WORK TASK 1:
Decide whether each statement, (a), (b) and (c), agrees with the Rogue One review. Answer yes or no for each, and quote the words from the review that settle it.
(a) The writer rates Rogue One well above the prequel trilogy.
(b) The writer calls the first half of the movie a war movie.
(c) The writer finds the empire's technology presented as futuristic.
WORK TASK 2:
Reproduce word for word the stretch of the Rogue One review from "We saw Rogue" through "decent war movie.".

Rogue One: the weird ferocity of nostalgia

We saw Rogue One in a theater yesterday.  “We” includes my son, Owain, who’s a serious Star Wars fan, plus myself, my wife, and our friend Elena, who all loved the first movie when it came out in 1977, when we were younger than Owain is now (harrumph).  I’d like to share some thoughts about it, because the movie is both very important and very strange when it comes to technology and society.

Quick overall review: it’s one of the best Star Wars movies, far ahead of the awful prequel trilogy.  Lovely CGI and filming, with good, hard-working actors.  The first half is a decent, low-scale space opera, while the second a decent war movie.

As the film progressed, I was increasingly distracted by one theme.  In order to discuss it I have to risk spoilers.  So don’t read on if you’d like to avoid being soiled by spoilage.

SPOILER SPACE

SPOILER SPACE

SPOILER SPACE

SPOILER SPACE

Ready?

peter-cushing-sim-in-rogue-oneWe expect certain storytelling forms to pay special attention to setting.  Historical fiction spends a great deal of energy in recreating the past.  Fanfiction does something similar for its source material.  Science fiction and fantasy fans expect world-building. Rogue One, a combination of all of these forms, does this very well on multiple levels.   It is, after all, science fiction, and the Star Wars universe has long had a strong fantasy vibe.  Being a work by other creators in a beloved franchise built by others, the movie is very much like fanfiction.  And given the way the movie’s setting and plot slot into a specific timeline within the Star Wars universe, it’s pretty close to a work of historical fiction.  Accordingly we get meticulous recreations of shots, dialogue, plot points, sound tracks, characters, spacecraft, various other technologies, and, famously or notoriously, two actors, one dead, the other aged nearly a half-century past her original performance.

The technological aspect tugged at my mind.  The presentation of a galactic empire’s tech and infrastructure was staunchly retro, even reactionary.

EXTRACTED DATA:

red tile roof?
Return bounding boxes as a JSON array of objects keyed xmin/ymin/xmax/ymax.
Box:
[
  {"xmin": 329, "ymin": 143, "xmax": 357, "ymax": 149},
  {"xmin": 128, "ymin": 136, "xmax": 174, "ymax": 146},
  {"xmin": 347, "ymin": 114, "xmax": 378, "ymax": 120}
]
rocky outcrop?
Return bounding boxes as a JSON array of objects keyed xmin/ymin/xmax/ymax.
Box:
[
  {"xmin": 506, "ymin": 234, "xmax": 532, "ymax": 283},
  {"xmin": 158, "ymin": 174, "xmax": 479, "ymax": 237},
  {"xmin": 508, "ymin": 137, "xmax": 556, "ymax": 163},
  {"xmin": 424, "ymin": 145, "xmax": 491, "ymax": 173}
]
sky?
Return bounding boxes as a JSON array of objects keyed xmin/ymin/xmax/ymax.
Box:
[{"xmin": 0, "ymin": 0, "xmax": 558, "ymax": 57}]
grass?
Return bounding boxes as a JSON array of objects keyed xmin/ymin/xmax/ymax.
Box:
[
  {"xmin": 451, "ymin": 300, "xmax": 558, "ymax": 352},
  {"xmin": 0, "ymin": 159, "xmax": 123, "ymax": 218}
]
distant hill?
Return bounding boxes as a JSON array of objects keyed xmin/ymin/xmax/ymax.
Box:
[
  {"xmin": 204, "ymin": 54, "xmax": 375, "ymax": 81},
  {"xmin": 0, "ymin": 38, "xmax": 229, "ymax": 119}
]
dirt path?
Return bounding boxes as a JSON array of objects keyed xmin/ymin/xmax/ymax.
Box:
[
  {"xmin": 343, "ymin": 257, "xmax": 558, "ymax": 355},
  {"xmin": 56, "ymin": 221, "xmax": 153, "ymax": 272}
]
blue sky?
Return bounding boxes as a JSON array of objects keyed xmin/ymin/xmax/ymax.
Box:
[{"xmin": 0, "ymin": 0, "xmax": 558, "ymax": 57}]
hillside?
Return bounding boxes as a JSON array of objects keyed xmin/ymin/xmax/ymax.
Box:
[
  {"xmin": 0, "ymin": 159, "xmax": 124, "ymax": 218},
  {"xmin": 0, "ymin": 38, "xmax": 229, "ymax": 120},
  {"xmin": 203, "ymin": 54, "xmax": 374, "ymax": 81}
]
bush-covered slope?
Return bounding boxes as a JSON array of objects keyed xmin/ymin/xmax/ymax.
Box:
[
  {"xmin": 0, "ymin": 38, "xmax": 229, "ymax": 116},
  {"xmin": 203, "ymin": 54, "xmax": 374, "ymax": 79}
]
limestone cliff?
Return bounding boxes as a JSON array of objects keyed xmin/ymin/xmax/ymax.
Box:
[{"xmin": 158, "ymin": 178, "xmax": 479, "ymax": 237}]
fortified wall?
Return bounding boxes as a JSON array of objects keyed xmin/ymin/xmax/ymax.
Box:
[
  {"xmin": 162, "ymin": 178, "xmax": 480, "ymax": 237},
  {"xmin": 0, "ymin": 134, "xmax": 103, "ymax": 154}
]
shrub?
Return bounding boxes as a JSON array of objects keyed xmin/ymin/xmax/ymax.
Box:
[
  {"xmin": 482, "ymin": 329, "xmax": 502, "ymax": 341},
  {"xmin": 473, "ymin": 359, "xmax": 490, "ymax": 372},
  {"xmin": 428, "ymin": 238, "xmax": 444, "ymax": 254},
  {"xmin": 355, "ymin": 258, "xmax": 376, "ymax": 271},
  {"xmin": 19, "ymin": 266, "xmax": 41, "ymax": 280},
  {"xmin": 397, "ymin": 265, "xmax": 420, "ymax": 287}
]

ANSWER BOX 1:
(a) Yes: "far ahead of the awful prequel trilogy"
(b) No: "The first half is a decent, low-scale space opera, while the second a decent war movie."
(c) No: "staunchly retro, even reactionary"

ANSWER BOX 2:
We saw Rogue One in a theater yesterday.  “We” includes my son, Owain, who’s a serious Star Wars fan, plus myself, my wife, and our friend Elena, who all loved the first movie when it came out in 1977, when we were younger than Owain is now (harrumph).  I’d like to share some thoughts about it, because the movie is both very important and very strange when it comes to technology and society.

Quick overall review: it’s one of the best Star Wars movies, far ahead of the awful prequel trilogy.  Lovely CGI and filming, with good, hard-working actors.  The first half is a decent, low-scale space opera, while the second a decent war movie.